* [WHAT YOU SHOULD DO] Within the data that follows, tally every line containing "trees". Provide only the tally.

Referring expression data
:::
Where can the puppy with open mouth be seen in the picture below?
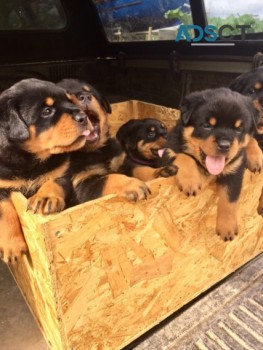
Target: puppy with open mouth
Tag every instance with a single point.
(95, 167)
(144, 142)
(214, 129)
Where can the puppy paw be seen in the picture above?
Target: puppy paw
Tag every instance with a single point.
(136, 190)
(11, 249)
(166, 171)
(188, 178)
(254, 156)
(254, 163)
(42, 204)
(226, 232)
(189, 184)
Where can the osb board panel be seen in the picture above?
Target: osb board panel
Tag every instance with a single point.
(134, 109)
(35, 277)
(120, 268)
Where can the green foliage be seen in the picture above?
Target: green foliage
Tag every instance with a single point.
(178, 14)
(232, 20)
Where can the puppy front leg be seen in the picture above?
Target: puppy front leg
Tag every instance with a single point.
(254, 156)
(226, 222)
(50, 198)
(12, 242)
(260, 204)
(189, 179)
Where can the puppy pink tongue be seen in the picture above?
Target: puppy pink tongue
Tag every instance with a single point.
(90, 135)
(161, 152)
(215, 165)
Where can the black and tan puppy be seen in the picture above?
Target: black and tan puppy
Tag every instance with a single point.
(95, 167)
(39, 126)
(251, 84)
(211, 136)
(144, 142)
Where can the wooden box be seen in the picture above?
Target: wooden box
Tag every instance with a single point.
(103, 273)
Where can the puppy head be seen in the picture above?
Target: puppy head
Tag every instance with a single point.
(39, 117)
(217, 124)
(145, 138)
(95, 106)
(251, 84)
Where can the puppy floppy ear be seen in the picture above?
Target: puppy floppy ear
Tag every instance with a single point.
(105, 104)
(189, 104)
(17, 128)
(126, 134)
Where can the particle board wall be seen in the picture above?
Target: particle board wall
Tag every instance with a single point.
(104, 272)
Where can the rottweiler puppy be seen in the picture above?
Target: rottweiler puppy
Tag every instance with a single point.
(39, 126)
(95, 166)
(144, 142)
(251, 84)
(210, 137)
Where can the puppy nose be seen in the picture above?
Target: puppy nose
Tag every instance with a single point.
(223, 145)
(80, 117)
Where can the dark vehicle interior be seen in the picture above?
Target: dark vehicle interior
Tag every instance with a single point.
(158, 71)
(56, 39)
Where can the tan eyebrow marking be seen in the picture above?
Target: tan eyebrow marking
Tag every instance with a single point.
(86, 88)
(50, 101)
(238, 123)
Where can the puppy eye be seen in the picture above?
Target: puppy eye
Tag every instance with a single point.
(84, 97)
(240, 129)
(151, 135)
(48, 112)
(207, 126)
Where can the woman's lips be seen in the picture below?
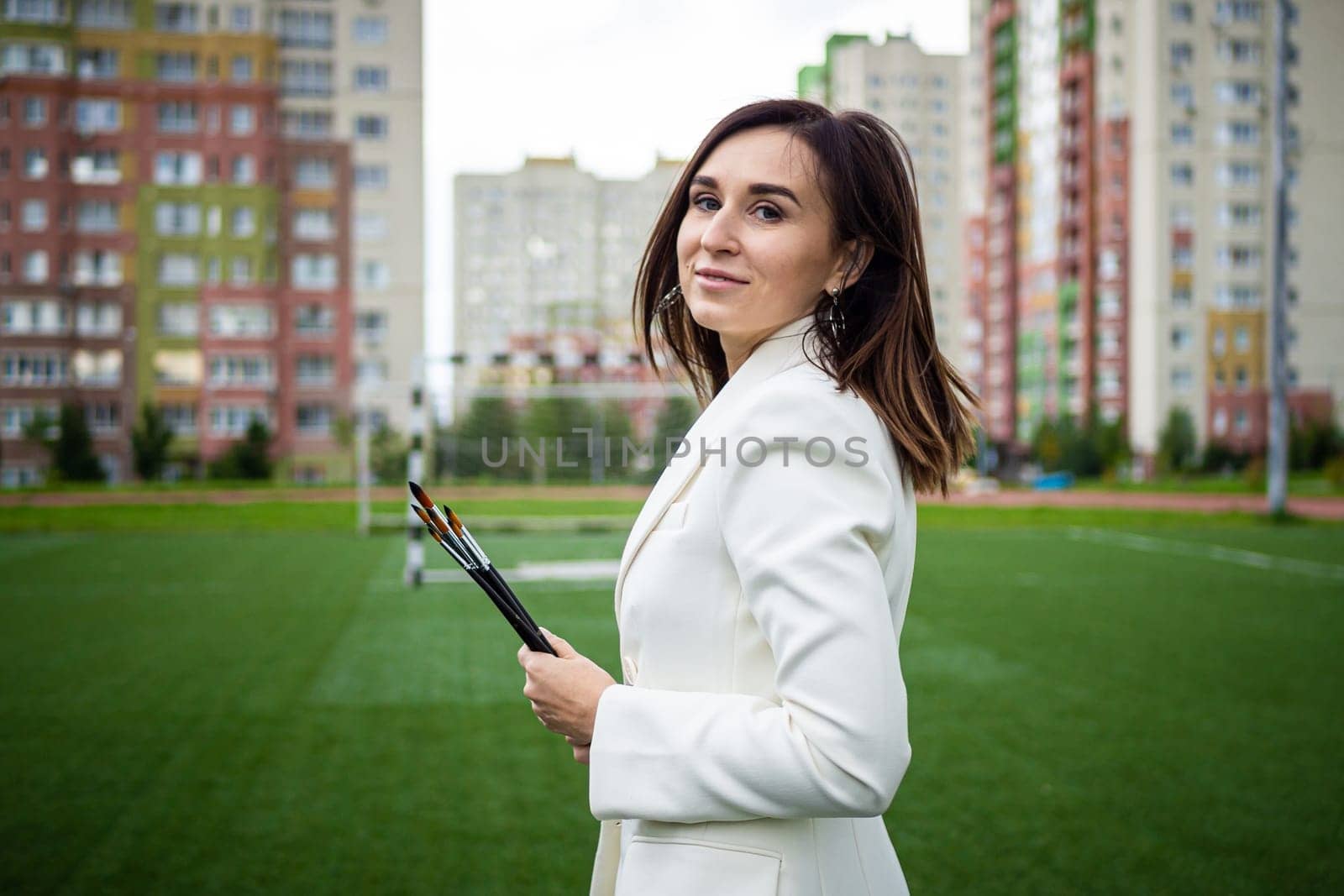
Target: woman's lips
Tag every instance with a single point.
(717, 284)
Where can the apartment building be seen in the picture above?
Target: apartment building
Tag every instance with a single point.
(172, 235)
(920, 96)
(1202, 282)
(544, 277)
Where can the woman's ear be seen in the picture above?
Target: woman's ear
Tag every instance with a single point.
(853, 259)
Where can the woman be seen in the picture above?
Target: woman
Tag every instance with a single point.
(761, 728)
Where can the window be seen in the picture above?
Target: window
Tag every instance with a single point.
(176, 18)
(370, 176)
(241, 69)
(178, 118)
(241, 369)
(96, 63)
(97, 116)
(307, 125)
(242, 121)
(315, 174)
(313, 419)
(370, 127)
(244, 222)
(239, 271)
(374, 275)
(34, 112)
(1238, 93)
(179, 269)
(176, 67)
(306, 78)
(104, 13)
(315, 369)
(98, 318)
(97, 268)
(315, 320)
(33, 60)
(96, 167)
(33, 369)
(371, 78)
(241, 19)
(1240, 50)
(304, 29)
(370, 31)
(40, 317)
(1236, 134)
(33, 215)
(371, 327)
(179, 418)
(315, 223)
(370, 226)
(35, 11)
(35, 268)
(1240, 255)
(1240, 174)
(179, 318)
(313, 271)
(97, 217)
(1238, 11)
(241, 322)
(178, 168)
(233, 419)
(178, 219)
(1240, 214)
(245, 170)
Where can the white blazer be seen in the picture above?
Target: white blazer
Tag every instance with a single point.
(759, 731)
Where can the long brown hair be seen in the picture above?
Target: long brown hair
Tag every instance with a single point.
(886, 354)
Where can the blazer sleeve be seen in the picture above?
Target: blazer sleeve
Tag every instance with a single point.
(835, 743)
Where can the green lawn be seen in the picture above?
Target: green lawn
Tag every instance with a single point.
(226, 711)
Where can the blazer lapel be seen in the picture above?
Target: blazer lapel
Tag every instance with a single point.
(783, 349)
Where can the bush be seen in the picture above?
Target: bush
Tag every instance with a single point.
(248, 458)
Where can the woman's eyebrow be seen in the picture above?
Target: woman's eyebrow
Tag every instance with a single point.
(756, 190)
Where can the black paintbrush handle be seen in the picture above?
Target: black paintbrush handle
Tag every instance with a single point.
(533, 638)
(512, 597)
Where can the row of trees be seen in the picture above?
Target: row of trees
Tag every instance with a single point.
(71, 457)
(1101, 449)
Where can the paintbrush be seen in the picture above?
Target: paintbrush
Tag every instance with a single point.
(470, 555)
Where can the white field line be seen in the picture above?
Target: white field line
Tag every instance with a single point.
(1253, 559)
(557, 571)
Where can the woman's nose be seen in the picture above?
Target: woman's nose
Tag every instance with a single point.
(719, 234)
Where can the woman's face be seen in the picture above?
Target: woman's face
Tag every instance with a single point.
(756, 244)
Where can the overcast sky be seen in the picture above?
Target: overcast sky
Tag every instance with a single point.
(616, 82)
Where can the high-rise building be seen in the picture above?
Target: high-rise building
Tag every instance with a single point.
(920, 96)
(544, 275)
(1202, 195)
(175, 210)
(351, 70)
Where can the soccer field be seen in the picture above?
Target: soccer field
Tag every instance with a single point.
(1099, 705)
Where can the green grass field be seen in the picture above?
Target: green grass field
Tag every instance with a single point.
(257, 705)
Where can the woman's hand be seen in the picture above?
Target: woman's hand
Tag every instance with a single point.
(564, 691)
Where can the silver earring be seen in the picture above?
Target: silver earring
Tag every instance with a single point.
(665, 302)
(837, 317)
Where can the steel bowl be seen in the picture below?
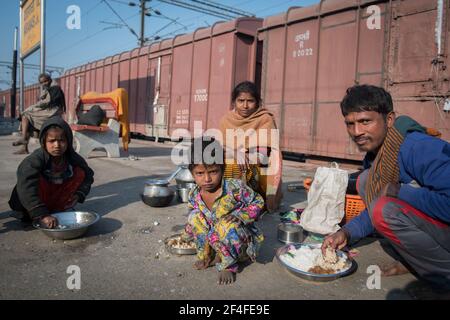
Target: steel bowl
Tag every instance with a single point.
(183, 194)
(178, 250)
(189, 185)
(155, 201)
(71, 224)
(290, 233)
(351, 267)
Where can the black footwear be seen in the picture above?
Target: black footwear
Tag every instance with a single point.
(23, 150)
(20, 142)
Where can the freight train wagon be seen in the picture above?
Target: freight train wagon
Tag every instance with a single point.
(312, 55)
(303, 59)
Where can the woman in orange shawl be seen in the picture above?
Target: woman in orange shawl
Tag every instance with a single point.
(251, 141)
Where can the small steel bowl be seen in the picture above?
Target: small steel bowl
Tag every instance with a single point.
(290, 233)
(183, 194)
(188, 185)
(178, 250)
(71, 224)
(154, 201)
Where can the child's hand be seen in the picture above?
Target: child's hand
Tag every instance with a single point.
(72, 202)
(231, 219)
(49, 222)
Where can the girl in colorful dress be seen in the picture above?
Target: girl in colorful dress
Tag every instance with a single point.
(222, 214)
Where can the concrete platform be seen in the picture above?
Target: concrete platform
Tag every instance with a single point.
(123, 257)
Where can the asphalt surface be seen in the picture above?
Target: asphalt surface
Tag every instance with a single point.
(123, 255)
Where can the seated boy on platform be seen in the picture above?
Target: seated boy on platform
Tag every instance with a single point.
(222, 214)
(53, 178)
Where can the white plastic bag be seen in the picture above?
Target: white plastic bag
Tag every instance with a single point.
(326, 200)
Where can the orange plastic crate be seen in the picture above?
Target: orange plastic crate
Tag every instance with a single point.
(353, 203)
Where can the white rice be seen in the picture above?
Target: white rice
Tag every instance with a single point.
(305, 258)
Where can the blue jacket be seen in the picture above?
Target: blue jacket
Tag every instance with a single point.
(423, 159)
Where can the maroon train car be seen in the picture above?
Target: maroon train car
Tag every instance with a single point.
(312, 55)
(303, 59)
(177, 81)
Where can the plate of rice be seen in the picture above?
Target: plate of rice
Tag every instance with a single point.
(307, 261)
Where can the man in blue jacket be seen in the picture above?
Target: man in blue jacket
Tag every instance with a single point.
(406, 187)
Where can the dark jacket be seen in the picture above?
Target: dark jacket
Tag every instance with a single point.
(57, 98)
(25, 196)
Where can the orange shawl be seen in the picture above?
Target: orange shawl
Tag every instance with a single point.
(260, 119)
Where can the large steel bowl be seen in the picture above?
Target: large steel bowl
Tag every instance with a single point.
(71, 224)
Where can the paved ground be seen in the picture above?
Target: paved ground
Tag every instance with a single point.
(117, 258)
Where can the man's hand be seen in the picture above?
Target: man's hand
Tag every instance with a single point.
(337, 241)
(231, 219)
(72, 202)
(48, 222)
(390, 190)
(244, 164)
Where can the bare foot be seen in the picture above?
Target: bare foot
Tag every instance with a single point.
(226, 277)
(22, 150)
(19, 142)
(395, 269)
(203, 264)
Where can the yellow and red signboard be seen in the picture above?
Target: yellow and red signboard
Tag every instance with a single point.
(31, 27)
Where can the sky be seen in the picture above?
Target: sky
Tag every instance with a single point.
(102, 32)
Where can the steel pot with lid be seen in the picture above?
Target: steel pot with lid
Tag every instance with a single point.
(157, 193)
(183, 176)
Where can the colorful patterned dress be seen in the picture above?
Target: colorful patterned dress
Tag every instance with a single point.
(230, 240)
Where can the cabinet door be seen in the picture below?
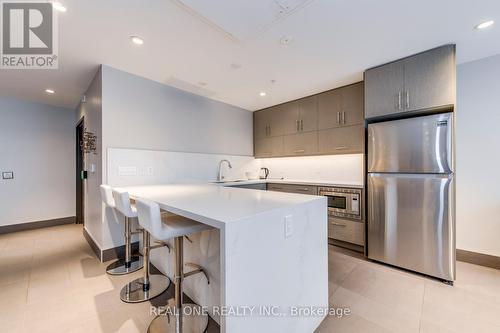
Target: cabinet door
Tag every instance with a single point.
(430, 79)
(308, 114)
(353, 104)
(384, 87)
(276, 125)
(329, 108)
(261, 122)
(301, 144)
(269, 147)
(342, 140)
(290, 117)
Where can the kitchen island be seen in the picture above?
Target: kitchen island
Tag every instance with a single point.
(266, 256)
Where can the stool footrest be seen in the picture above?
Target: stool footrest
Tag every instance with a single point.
(160, 244)
(198, 269)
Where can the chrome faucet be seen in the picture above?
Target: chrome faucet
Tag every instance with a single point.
(220, 177)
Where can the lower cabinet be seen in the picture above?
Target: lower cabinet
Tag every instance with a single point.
(269, 147)
(346, 231)
(301, 144)
(292, 188)
(342, 140)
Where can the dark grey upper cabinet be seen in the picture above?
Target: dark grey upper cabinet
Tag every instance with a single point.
(290, 117)
(383, 89)
(353, 104)
(268, 122)
(423, 81)
(329, 109)
(430, 79)
(341, 107)
(308, 114)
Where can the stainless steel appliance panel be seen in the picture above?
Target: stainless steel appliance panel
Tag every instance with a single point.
(411, 222)
(413, 145)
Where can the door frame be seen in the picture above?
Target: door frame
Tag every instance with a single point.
(79, 189)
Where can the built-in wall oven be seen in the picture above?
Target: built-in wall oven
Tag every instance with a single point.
(345, 216)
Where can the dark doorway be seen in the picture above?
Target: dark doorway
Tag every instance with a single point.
(79, 171)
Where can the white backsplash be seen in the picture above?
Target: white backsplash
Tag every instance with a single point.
(128, 167)
(346, 169)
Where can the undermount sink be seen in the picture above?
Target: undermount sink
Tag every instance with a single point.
(229, 181)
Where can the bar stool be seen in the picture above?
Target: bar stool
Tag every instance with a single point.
(150, 285)
(130, 263)
(165, 227)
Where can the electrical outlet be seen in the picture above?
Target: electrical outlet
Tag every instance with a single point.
(8, 175)
(288, 226)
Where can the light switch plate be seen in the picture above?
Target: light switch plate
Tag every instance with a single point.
(288, 226)
(127, 171)
(8, 175)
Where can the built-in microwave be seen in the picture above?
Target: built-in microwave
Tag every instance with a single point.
(343, 202)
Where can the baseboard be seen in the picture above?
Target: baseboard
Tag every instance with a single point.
:::
* [YOUR RESPONSE] 2